__EXERCISE BRIEF__. Once the images are set aside, output the listing exactly as it stands.
INFORMATION section start
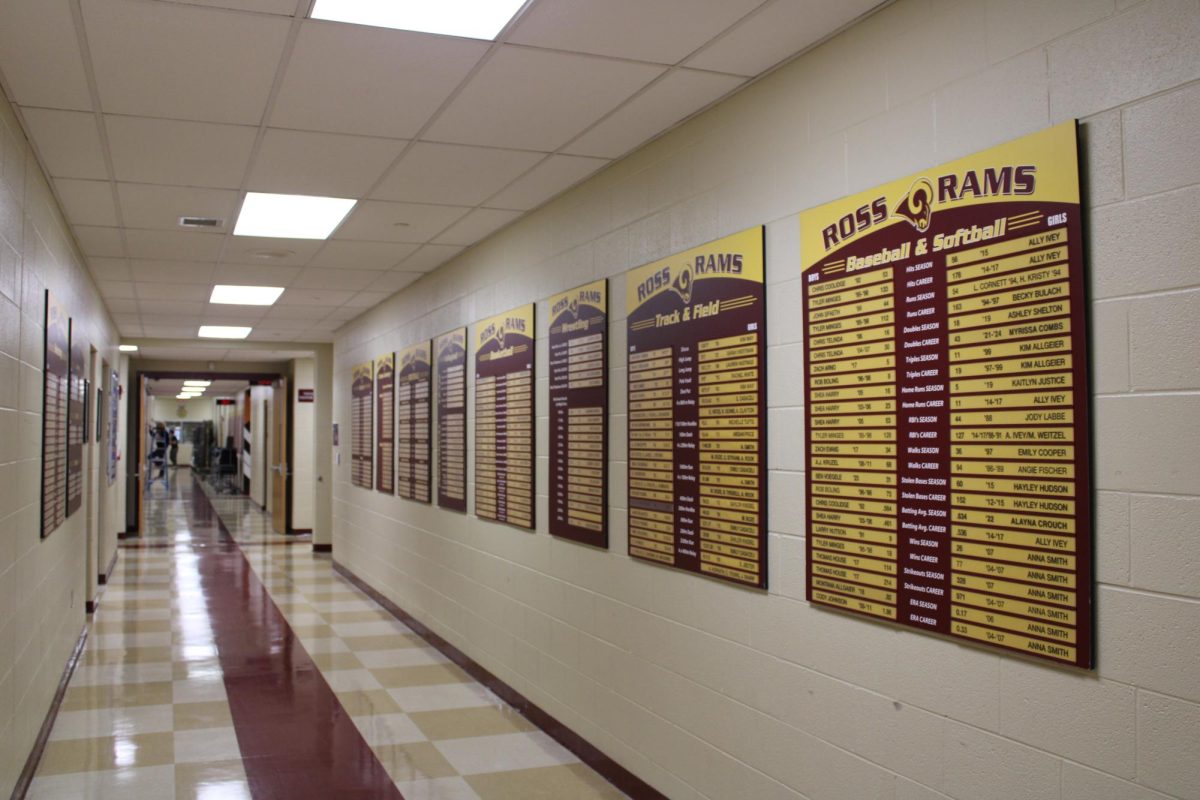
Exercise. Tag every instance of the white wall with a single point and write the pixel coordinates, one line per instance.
(712, 691)
(42, 582)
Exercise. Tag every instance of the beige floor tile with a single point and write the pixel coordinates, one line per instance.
(413, 762)
(79, 698)
(211, 781)
(214, 714)
(389, 642)
(107, 753)
(360, 703)
(329, 661)
(574, 781)
(479, 721)
(425, 675)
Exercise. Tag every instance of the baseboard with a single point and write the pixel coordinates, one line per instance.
(43, 735)
(588, 753)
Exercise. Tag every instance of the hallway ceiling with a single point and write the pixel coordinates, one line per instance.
(147, 110)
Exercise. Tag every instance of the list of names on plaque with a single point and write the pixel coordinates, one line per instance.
(579, 414)
(413, 423)
(77, 419)
(54, 415)
(697, 427)
(504, 417)
(450, 350)
(361, 423)
(947, 415)
(385, 422)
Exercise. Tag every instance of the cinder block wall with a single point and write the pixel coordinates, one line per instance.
(712, 691)
(42, 583)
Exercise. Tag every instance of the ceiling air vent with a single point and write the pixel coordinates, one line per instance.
(201, 222)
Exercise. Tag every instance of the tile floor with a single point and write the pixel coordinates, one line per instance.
(173, 695)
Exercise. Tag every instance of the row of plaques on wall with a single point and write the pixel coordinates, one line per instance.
(946, 443)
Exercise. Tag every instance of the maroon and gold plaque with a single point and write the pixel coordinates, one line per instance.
(450, 354)
(579, 414)
(413, 422)
(385, 422)
(504, 417)
(54, 415)
(947, 440)
(697, 425)
(361, 425)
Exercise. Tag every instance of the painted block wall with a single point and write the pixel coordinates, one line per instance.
(712, 691)
(42, 582)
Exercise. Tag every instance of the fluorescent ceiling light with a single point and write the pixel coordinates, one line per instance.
(469, 18)
(223, 332)
(232, 295)
(291, 216)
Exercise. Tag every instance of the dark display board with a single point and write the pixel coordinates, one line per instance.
(385, 423)
(413, 423)
(504, 417)
(697, 422)
(77, 419)
(947, 401)
(579, 414)
(361, 425)
(114, 423)
(55, 371)
(450, 350)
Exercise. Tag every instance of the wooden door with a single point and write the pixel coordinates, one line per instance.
(279, 450)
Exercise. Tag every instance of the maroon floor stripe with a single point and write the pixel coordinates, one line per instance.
(297, 740)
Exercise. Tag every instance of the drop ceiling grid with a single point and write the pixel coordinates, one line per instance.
(427, 131)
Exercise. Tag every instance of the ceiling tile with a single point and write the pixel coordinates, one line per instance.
(109, 269)
(430, 257)
(285, 7)
(507, 102)
(161, 206)
(40, 55)
(329, 164)
(545, 180)
(376, 221)
(361, 254)
(99, 242)
(678, 95)
(256, 275)
(187, 154)
(454, 174)
(349, 280)
(394, 281)
(477, 224)
(87, 203)
(275, 252)
(664, 31)
(183, 61)
(781, 29)
(313, 298)
(156, 271)
(67, 142)
(173, 292)
(385, 82)
(173, 245)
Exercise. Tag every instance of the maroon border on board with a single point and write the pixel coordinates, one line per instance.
(587, 752)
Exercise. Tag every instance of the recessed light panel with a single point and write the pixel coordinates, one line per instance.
(471, 18)
(233, 295)
(291, 216)
(223, 332)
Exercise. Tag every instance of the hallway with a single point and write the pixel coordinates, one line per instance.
(228, 662)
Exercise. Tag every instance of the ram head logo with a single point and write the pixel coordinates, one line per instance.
(917, 206)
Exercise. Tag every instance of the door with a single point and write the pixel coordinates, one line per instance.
(279, 449)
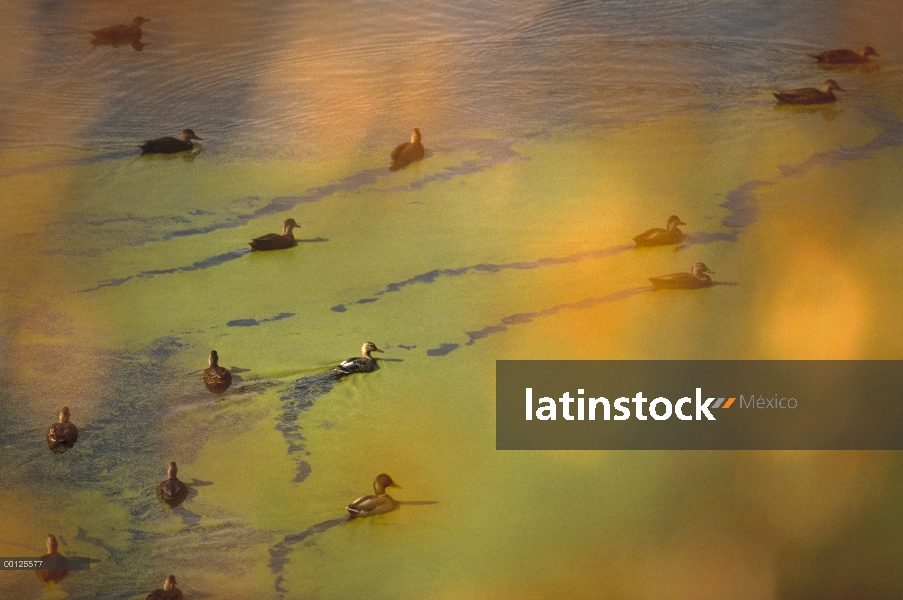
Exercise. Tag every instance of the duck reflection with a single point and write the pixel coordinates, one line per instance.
(63, 435)
(120, 35)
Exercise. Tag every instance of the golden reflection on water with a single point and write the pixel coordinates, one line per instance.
(815, 271)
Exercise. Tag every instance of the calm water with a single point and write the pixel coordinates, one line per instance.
(554, 132)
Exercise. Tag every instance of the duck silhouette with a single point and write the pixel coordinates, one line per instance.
(169, 591)
(377, 504)
(120, 35)
(63, 435)
(844, 56)
(216, 378)
(408, 152)
(810, 95)
(274, 241)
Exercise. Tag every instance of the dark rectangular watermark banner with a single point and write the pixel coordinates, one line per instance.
(699, 405)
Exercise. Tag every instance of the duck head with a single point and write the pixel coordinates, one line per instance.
(700, 268)
(369, 347)
(288, 226)
(674, 221)
(188, 135)
(381, 482)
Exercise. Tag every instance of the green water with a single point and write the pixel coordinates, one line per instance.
(511, 240)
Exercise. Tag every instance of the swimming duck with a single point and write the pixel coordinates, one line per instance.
(366, 506)
(53, 575)
(405, 154)
(170, 145)
(62, 435)
(697, 278)
(169, 591)
(119, 35)
(216, 378)
(358, 364)
(836, 57)
(172, 491)
(662, 237)
(810, 95)
(274, 241)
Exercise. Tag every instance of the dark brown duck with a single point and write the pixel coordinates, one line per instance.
(170, 145)
(216, 378)
(63, 435)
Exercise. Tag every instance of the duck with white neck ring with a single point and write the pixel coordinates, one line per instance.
(358, 364)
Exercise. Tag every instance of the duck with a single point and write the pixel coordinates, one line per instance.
(382, 502)
(408, 152)
(837, 57)
(216, 378)
(170, 145)
(119, 35)
(172, 491)
(810, 95)
(63, 435)
(53, 575)
(662, 237)
(169, 591)
(274, 241)
(695, 279)
(358, 364)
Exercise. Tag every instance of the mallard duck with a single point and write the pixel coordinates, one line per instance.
(358, 364)
(836, 57)
(172, 491)
(169, 145)
(169, 591)
(366, 506)
(53, 575)
(810, 95)
(274, 241)
(62, 435)
(119, 35)
(662, 237)
(405, 154)
(216, 378)
(697, 278)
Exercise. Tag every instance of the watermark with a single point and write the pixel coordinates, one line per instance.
(841, 405)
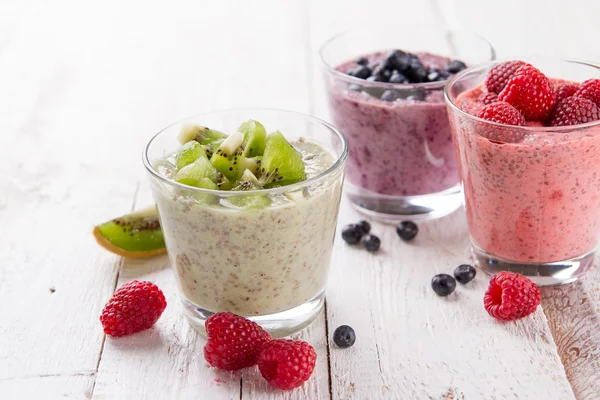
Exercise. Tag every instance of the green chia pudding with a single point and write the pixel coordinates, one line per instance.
(248, 245)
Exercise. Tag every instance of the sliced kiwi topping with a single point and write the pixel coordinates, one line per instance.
(255, 137)
(135, 235)
(281, 164)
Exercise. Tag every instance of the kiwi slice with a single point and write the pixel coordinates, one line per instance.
(135, 235)
(189, 153)
(281, 164)
(255, 136)
(249, 182)
(201, 134)
(195, 173)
INFORMATION section end
__EXERCISE ANSWER__.
Exercise. Tag every instance of the white wall with a single point and write the pixel coordinates, one line per instance.
(712, 691)
(42, 582)
Exercise. Tag every instance of the beige floor tile with a single point and write the pixel coordinates, one line per instance.
(413, 762)
(79, 698)
(211, 781)
(214, 714)
(389, 642)
(107, 753)
(360, 703)
(329, 661)
(574, 781)
(479, 721)
(425, 675)
Exercise. Tag every instance of the baseboard with a single point and write the pixel coordinates, one line per instance.
(43, 735)
(588, 753)
Exercise. Tag every instance of the hallway ceiling with a single point and write the pixel coordinates, one line per instance.
(147, 110)
Exercise. Tag every instance of the list of names on plaque with a single point and write the pixel coordinates, one line per instance.
(579, 414)
(413, 423)
(77, 419)
(54, 415)
(697, 427)
(504, 417)
(450, 350)
(361, 423)
(947, 415)
(385, 422)
Exercise. Tag every instance of the cinder block wall with a single point and write the pixel coordinates, one line per instance.
(712, 691)
(42, 583)
Exercise. Tag every instance of the ceiling air vent with a single point and write the pixel coordinates, one line per instance.
(201, 222)
Exercise. Tag every instance of the tile floor with a single point and write the pixel coordinates, one line per instance.
(173, 695)
Exercise. Tag every instance of the row of plaques on wall with a single point and write the pixel coordinates, one line per instance.
(946, 443)
Exercise. Tag every instance of the maroon and gold plaque with a single point and write the pixel coordinates, one line per instance.
(450, 354)
(579, 414)
(413, 422)
(385, 422)
(504, 417)
(54, 415)
(947, 440)
(697, 425)
(361, 425)
Exercise. Tag every instance of the painted block wall with a single point and write the pixel coordinates, one line per instance.
(712, 691)
(42, 582)
Exercise. Tag every instance of the fluorescent ceiling light with a single point and write the pixel coordinates, one line per instance.
(469, 18)
(223, 332)
(232, 295)
(291, 216)
Exercise. Tag every instance of the dark display board with a single point and write the pixel coordinates, one line per instance.
(385, 423)
(413, 423)
(504, 417)
(697, 422)
(77, 419)
(947, 401)
(579, 414)
(361, 425)
(114, 423)
(55, 371)
(450, 350)
Exercise. Tag every instance of the wooden door with a single point and write the pixel coordinates, one line per instance.
(279, 450)
Exercise. Tag every instance of the maroon floor stripe with a single point and write the pixel coordinates, one line per instance.
(297, 740)
Exercise. Tag every instance of the drop ceiling grid with a single point and write the pixel coordinates, one line per instance.
(427, 131)
Exercise. Tag every instance of the ceiling tile with a single point and write the pixel coordinates, one line per instance.
(109, 269)
(430, 257)
(285, 7)
(507, 102)
(161, 206)
(40, 55)
(329, 164)
(545, 180)
(376, 221)
(361, 254)
(99, 242)
(678, 95)
(256, 275)
(187, 154)
(454, 174)
(349, 280)
(394, 281)
(477, 224)
(87, 203)
(275, 252)
(664, 31)
(183, 61)
(781, 29)
(313, 298)
(156, 271)
(67, 142)
(173, 292)
(385, 82)
(173, 245)
Exercise. Tag every instance of the maroon border on board with a single point and write the pixel coordinates, one line per instance.
(587, 752)
Exercise. Tag every instance of the recessed light panel with a single point and write the pixel coordinates, one line per instance.
(471, 18)
(233, 295)
(291, 216)
(223, 332)
Exercise. Tag every instance of the hallway with a single point and write the pixel coordinates, one line per instance.
(228, 662)
Exercise. Tag every instance of the ram head logo with a single point and write the pixel coordinates, one line per instance.
(917, 206)
Exercise. Tag every instance of the door with a single point and write the pixel coordinates, one line per instance.
(279, 449)
Exercise. Tag every instance of the duck reflection with a single point and write the pixel coordinates, one line per instance.
(63, 435)
(120, 35)
Exercise. Tag every instance of the golden reflection on water with a single point and write the pixel coordinates, one line per instance.
(815, 271)
Exercise. Tag every instance of the calm water with a single point and write the pixel coordinates, one line per instance.
(554, 132)
Exercise. Tag every instance of the duck silhouette with a single point and write the pixel coordinates, one line per instance.
(169, 591)
(377, 504)
(120, 35)
(63, 435)
(844, 56)
(216, 378)
(408, 152)
(810, 95)
(274, 241)
Exercise. Tag every instance of the dark rectangular watermark banner with a single point and write the pixel coordinates, one line per instance.
(699, 405)
Exercise. Tag every instance of the duck head with a single point and write the pixel coordinates, one line per instance.
(700, 268)
(369, 347)
(288, 226)
(674, 221)
(188, 135)
(381, 482)
Exercise. Tag every instance of the green water with a single point and write the pixel coordinates, one line per instance.
(511, 240)
Exercise. Tag every instance of the swimming duck with a single point and write the pixel coordinates, one line per instance.
(366, 506)
(53, 575)
(405, 154)
(170, 145)
(62, 435)
(697, 278)
(169, 591)
(119, 35)
(216, 378)
(358, 364)
(836, 57)
(172, 491)
(662, 237)
(810, 95)
(274, 241)
Exercise. Tag every instance of the dark brown duck with a single point and write the pixel coordinates, one line per instance.
(170, 145)
(216, 378)
(63, 435)
Exercise. Tag every instance of the duck with white neck ring with a single point and write the pixel coordinates, one line per instance.
(358, 364)
Exercise. Tag every instance of the duck with a single point and write the pixel coordinates, one line per instance.
(382, 502)
(408, 152)
(837, 57)
(216, 378)
(170, 145)
(119, 35)
(172, 491)
(810, 95)
(63, 435)
(53, 575)
(662, 237)
(169, 591)
(274, 241)
(695, 279)
(358, 364)
Exercise. Tag every instance of the mallard duck with a single point and write the pixel coordinates, one line per instance.
(358, 364)
(836, 57)
(172, 491)
(169, 145)
(169, 591)
(366, 506)
(53, 575)
(810, 95)
(274, 241)
(62, 435)
(119, 35)
(662, 237)
(405, 154)
(216, 378)
(697, 278)
Exercise. Tag every instance of the watermark with a single point and write the pixel coordinates, one line per instance.
(841, 405)
Exercise. Tag every instance of the green chia pudding with a single point and write the pixel coordinates, one line per instance.
(248, 245)
Exercise. Tag every instance of the sliced kiwi topping with a single point and write the pixel coordinates, one line per instance.
(255, 137)
(135, 235)
(281, 164)
Exercise. Tag every instance of the kiwi slice with a single point and write the pixel coordinates, one line per instance.
(135, 235)
(189, 153)
(281, 164)
(255, 136)
(249, 182)
(201, 134)
(195, 173)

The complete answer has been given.